======== Extract provided ========
Sutherland, Ann E.

Primary Appointment

Associate Professor, Cell Biology

Education

BA, Biology, Wellesley College
PhD, Anatomy, University of California San Francisco

Contact Information

PO Box 800732
Pinn Hall 3030
Charlottesville, VA 22908
Telephone: 434-924-1614
Fax: 434-297-5546
Email: as9n@virginia.edu
Website: http://sutherlandlab.net

Research Disciplines

Cell and Developmental Biology, Development, Stem Cells & Regeneration

Research Interests

Cell behavior and morphogenesis during early mouse development.

Research Description

The research in my lab focuses primarily on the cellular mechanisms of implantation and gastrulation in the mouse embryo. In particular , we have been investigating the regulation of motility in the trophoblast cells of the implanting mouse blastocyst, and the cell behaviors leading to axial elongation in the mid-gestation embryo.
========
Activities ::
(A) Rewrite the faculty profile above, starting at "Research Disciplines" and ending at "early mouse development.", substituting "chick" for "mouse".
(B) Resume the faculty profile above, picking up after its final sentence.
======== Supplied data ========
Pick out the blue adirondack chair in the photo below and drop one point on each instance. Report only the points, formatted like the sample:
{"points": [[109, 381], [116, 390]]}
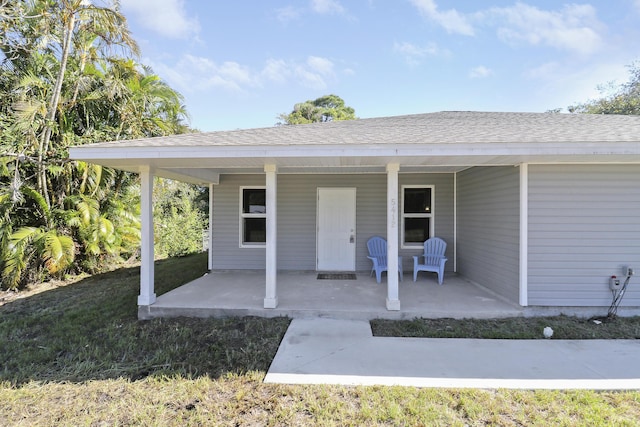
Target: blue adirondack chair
{"points": [[433, 258], [378, 255]]}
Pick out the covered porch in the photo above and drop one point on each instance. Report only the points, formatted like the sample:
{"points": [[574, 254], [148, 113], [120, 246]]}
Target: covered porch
{"points": [[302, 294]]}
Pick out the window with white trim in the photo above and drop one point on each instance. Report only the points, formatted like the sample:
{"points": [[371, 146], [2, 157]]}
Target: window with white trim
{"points": [[253, 217], [417, 214]]}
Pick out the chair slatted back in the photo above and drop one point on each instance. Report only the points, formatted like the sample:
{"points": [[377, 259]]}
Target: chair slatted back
{"points": [[434, 249]]}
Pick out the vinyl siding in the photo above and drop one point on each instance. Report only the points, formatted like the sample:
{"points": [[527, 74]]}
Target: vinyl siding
{"points": [[488, 228], [584, 226], [297, 204]]}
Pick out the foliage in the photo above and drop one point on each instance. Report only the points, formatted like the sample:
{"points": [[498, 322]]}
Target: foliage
{"points": [[68, 77], [623, 99], [177, 220], [324, 109]]}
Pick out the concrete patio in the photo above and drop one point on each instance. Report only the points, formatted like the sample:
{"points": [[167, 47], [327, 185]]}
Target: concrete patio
{"points": [[302, 295]]}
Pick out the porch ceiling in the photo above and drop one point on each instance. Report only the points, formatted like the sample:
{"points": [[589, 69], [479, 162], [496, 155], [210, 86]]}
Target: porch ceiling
{"points": [[207, 169], [435, 142]]}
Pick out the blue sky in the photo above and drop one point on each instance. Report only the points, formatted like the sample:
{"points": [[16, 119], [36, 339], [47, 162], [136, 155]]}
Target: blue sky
{"points": [[241, 63]]}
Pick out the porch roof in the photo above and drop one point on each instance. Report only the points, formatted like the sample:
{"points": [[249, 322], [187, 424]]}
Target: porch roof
{"points": [[443, 142]]}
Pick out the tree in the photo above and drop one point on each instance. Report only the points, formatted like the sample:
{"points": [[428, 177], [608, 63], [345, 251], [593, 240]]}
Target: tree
{"points": [[62, 84], [324, 109], [623, 99]]}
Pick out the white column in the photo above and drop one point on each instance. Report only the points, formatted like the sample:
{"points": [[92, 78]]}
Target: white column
{"points": [[524, 234], [271, 267], [393, 302], [210, 242], [147, 295]]}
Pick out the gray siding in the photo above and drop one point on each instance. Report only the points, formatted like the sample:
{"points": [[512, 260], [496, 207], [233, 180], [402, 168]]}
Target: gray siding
{"points": [[489, 228], [297, 204], [584, 226]]}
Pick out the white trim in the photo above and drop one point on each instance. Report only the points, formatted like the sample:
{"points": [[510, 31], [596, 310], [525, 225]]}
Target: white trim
{"points": [[393, 299], [243, 215], [147, 295], [430, 215], [524, 233], [210, 237], [455, 222], [271, 253]]}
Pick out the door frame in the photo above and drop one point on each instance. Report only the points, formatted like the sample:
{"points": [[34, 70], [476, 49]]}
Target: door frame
{"points": [[353, 191]]}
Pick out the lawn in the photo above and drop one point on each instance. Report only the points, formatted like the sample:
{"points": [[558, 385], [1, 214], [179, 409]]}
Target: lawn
{"points": [[76, 354]]}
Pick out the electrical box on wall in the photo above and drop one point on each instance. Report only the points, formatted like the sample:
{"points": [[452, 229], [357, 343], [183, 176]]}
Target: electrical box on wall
{"points": [[614, 283]]}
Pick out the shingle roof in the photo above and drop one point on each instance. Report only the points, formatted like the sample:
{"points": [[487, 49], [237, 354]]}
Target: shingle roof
{"points": [[447, 127]]}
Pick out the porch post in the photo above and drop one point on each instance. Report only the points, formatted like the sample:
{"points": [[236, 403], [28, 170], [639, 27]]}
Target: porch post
{"points": [[393, 302], [271, 268], [147, 295], [210, 237]]}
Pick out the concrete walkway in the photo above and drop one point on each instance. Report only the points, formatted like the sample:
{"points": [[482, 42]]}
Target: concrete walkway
{"points": [[328, 351]]}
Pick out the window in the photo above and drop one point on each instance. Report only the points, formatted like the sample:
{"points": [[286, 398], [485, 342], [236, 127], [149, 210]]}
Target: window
{"points": [[253, 217], [417, 215]]}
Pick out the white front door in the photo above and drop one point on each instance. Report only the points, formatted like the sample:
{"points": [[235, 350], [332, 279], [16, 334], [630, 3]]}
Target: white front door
{"points": [[336, 236]]}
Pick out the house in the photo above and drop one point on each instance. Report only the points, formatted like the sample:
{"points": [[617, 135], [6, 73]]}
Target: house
{"points": [[540, 208]]}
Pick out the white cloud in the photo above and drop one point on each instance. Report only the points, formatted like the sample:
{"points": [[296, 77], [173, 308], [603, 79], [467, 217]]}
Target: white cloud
{"points": [[573, 28], [165, 17], [451, 20], [193, 73], [414, 54], [480, 72], [560, 85], [327, 7]]}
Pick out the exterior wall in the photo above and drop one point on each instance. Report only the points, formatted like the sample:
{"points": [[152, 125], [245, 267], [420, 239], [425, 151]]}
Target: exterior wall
{"points": [[489, 228], [297, 204], [584, 226]]}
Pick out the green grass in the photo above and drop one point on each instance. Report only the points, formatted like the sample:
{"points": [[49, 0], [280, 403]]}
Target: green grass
{"points": [[77, 355], [564, 327]]}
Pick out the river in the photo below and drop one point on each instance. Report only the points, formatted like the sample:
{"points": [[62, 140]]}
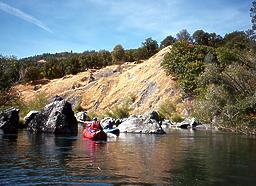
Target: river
{"points": [[181, 157]]}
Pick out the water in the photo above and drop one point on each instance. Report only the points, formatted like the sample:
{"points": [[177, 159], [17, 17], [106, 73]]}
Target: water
{"points": [[181, 157]]}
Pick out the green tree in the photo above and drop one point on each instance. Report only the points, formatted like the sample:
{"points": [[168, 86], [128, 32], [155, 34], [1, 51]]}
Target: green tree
{"points": [[237, 40], [186, 62], [32, 73], [150, 46], [183, 35], [118, 53], [169, 40]]}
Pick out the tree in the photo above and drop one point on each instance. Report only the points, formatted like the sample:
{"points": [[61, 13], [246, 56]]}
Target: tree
{"points": [[183, 35], [253, 15], [200, 37], [252, 32], [9, 75], [118, 53], [32, 73], [169, 40], [186, 62], [237, 40], [150, 46]]}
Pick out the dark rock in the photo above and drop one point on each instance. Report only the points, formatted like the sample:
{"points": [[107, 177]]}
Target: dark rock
{"points": [[9, 121], [56, 117], [81, 116], [154, 115]]}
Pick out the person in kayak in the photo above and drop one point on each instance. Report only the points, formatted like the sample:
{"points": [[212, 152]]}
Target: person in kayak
{"points": [[95, 125]]}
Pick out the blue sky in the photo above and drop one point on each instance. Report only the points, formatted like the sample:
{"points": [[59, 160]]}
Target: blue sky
{"points": [[30, 27]]}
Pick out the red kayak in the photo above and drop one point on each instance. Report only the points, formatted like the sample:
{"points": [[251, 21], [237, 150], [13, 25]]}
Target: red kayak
{"points": [[96, 135]]}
========
Numbered responses ::
(A)
Research Disciplines

Cell and Developmental Biology, Development, Stem Cells & Regeneration

Research Interests

Cell behavior and morphogenesis during early chick development.

(B)
We discovered that amino acids are signaling molecules that regulate the onset of invasive behavior of the trophoblast cells of the mouse blastocyst that is required for it to implant into the uterus. In particular, arginine and leucine are each necessary, and together they are sufficient, to induce the trophoblast cells to become motile. They regulate motility through activation of the serine/threonine kinase mTOR, which acts through an unknown downstream effector to activate Rac1, thus promoting protrusive activity. It is likely that this signaling system acts during development to coordinate the development of the embryo with the receptivity of the uterus, and we are currently examining this question by assaying concentrations of amino acids and ions in uterine fluid during the preimplantation stages of pregnancy. We are also examining the transport mechanisms responsible for uptake of leucine and arginine, and how the amino acids affect the activity of mTOR.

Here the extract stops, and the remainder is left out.